**WHAT YOU HAVE TO DO:**
Extract the full set of records, then give each one again exactly.
=== DATA RECORDS ===
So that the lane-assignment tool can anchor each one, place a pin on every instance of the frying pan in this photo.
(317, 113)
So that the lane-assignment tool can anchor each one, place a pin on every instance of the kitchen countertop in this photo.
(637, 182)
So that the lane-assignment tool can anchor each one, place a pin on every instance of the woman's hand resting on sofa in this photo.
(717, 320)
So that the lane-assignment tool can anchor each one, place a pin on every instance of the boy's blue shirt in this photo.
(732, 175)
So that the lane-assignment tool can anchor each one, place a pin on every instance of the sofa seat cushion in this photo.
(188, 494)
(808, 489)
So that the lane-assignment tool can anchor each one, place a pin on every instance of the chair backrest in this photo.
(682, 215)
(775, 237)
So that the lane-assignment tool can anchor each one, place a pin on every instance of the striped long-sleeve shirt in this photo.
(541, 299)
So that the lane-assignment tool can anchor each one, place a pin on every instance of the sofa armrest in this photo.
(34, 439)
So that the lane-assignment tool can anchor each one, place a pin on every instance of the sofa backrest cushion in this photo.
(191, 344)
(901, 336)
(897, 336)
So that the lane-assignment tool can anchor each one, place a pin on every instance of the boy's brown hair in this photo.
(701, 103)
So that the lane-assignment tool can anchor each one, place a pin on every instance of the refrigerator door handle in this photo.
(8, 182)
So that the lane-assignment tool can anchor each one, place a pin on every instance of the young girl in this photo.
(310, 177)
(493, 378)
===
**ANSWER:**
So that the lane-assignment tool can anchor each one, place a pin on every instance of the frying pan in this photo.
(317, 113)
So that the lane-assignment tool can anchor each one, place a pin on every instance of the kitchen countertop in this photo.
(637, 182)
So that the lane-assignment tool can anchor each one, place a pin on every instance of the woman's hand resting on sofa in this photo.
(717, 320)
So that the lane-assignment tool can anchor each one, place a pin on every instance of the boy's blue shirt in this photo.
(732, 175)
So that the lane-assignment tool can anchor each one, place a pin on every instance of the sofa seat cushion in this photo.
(188, 494)
(808, 489)
So that the lane-assignment tool can anchor each one, place a pin on every instance of the chair backrest in this photo.
(682, 215)
(775, 237)
So that the lane-assignment tool can anchor each one, place a pin on every instance of the striped long-sleeve shirt in this photo.
(541, 299)
So that the lane-assignment tool can anchor each one, place a pin on every instance of the sofa armrest in this photo.
(34, 439)
So that the lane-assignment tool can anchor each one, place a pin on every instance of the sofa backrest cushion in this photo.
(191, 344)
(901, 336)
(897, 336)
So that the lane-assignment tool can anchor each one, place a pin on every instance of the boy's brown hair in this photo.
(701, 103)
So that the lane-assignment tool can anchor each one, place a pin on every instance of the refrigerator door handle in this photo.
(8, 182)
So that the lane-assignment tool can anchor each one, place a pin on every instance of the young girl in this photo.
(310, 177)
(493, 378)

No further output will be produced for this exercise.